# EXERCISE GOAL
What follows is a block of records; restate each one word for word.

Named object pointing entries
════════
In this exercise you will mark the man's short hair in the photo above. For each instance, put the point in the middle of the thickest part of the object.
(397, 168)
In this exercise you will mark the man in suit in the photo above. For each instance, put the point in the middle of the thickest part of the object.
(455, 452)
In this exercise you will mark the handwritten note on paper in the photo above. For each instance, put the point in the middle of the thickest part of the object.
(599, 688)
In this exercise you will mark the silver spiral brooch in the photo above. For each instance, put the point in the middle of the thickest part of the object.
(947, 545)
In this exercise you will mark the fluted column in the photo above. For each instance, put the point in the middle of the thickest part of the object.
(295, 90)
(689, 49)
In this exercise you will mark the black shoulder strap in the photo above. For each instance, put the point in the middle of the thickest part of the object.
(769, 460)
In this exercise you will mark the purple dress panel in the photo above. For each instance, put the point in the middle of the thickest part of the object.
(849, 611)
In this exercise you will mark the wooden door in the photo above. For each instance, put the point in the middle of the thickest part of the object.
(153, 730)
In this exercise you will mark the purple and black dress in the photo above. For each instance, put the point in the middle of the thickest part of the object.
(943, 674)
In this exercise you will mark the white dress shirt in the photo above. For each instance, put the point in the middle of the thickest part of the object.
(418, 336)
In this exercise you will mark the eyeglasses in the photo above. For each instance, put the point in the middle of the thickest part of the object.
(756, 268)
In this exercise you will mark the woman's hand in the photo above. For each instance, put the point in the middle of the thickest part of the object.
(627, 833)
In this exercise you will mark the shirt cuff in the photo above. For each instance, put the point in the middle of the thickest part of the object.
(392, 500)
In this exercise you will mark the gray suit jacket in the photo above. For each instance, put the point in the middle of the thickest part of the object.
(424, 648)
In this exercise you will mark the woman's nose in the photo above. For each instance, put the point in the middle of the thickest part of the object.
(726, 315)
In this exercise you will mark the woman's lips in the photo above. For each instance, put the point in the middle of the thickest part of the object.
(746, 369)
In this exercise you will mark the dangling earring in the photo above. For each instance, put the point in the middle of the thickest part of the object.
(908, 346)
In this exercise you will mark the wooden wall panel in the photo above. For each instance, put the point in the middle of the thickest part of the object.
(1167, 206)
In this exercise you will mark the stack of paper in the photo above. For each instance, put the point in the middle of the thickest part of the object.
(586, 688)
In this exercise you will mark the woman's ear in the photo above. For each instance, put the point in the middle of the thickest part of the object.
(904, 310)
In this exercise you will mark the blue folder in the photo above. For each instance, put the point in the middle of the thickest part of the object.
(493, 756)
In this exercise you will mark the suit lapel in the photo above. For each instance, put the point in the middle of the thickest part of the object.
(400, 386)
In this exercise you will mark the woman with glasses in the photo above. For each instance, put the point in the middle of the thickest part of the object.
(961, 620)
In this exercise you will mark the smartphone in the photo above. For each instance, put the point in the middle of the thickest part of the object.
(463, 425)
════════
# CORRECT OUTPUT
In this exercise you will mark the man's short hair in the photo above. For each instance, put the point in the middle of the thickest part of the object.
(397, 168)
In this exercise you will mark the man in suit in the photo above. For each instance, put the point in the middle of the thickest part of the object.
(455, 452)
In this exercise you will mark the handwritten note on paper in the photo above. For each instance, put the point in the middle of the thickest part of the object.
(599, 688)
In this exercise you will mark the silver spiral brooch in the photo above. For each instance, put the point in the middle of the thickest part of the object.
(947, 545)
In this exercise you will mark the fluted column in the photo above. For each instance, put the point in the middle of the thickest part of the object.
(295, 90)
(689, 49)
In this exercise you will mark the black shoulder strap in the photo above. For each instance, put the point in the middle of the thickest part of the object.
(769, 460)
In this exercise you will mark the purple dress panel in the photo above. For each instance, put the point in the middle of the thickest part of the object.
(849, 611)
In this exercise you will mark the wooden door in the photo above. For each instance, put the point in the middle of the thickest part of the object.
(153, 730)
In this exercise you will mark the purple and black dress in the photo above. For each instance, put the point in the middle of the thickest part of the object.
(943, 674)
In this exercise you will mark the white dress shirt in the photo above. For each instance, put the point in the middle of the thickest part of the object.
(418, 336)
In this exercise you will mark the eyeglasses in the photo above. For each instance, put the point in the middle of the thickest part of the object.
(756, 268)
In this exercise you will mark the woman's hand in the photo above. For each instance, put the point in the middle of the thickest part of the object.
(627, 833)
In this exercise you will mark the shirt cuff in the photo above. For each instance, put the point in the middle of the thickest part of the object.
(392, 500)
In this exercise you will mark the gray suit jacket in the photo above. For each instance, put the point in the middle of the thickest part of the object.
(424, 648)
In this exercise you will mark the woman's nose in the photo above. For each instance, put the point in the middle of the thickest part of the object.
(726, 315)
In this exercise you will mark the woman's lips in the photo above. For each instance, put the point in the middle of the thickest part of the object.
(746, 369)
In this exercise you will mark the dangling earring in the photo above. For each instance, put the point in the middle of the thickest part of the object.
(908, 346)
In this exercise you will mark the wooden wall panel in the photo above. For each instance, put the point in the middle of the thickest part of the object.
(1167, 206)
In this exercise you will mark the stack of paper in the photo above. For each instance, put the point in the middle of the thickest part of the object.
(586, 688)
In this exercise you will mark the woman's ear in the photo above. For each instance, put the point in the middle of the thickest part of the object.
(904, 310)
In this exercise you will mark the blue folder in the photo above. For each instance, put the point in the middle of the thickest part of the object.
(493, 756)
In this exercise you will mark the suit lapel in the photo above. For each instance, put the point in the middle of the thickest part of the object.
(400, 386)
In this exercise you will mark the woman with glasses in the photo above. For each instance, put the point in the middle of the thickest part of the object.
(961, 620)
In this exercise you will mark the smartphone in the photo above. For each instance, put the point in the middle of the thickest part of the object.
(463, 425)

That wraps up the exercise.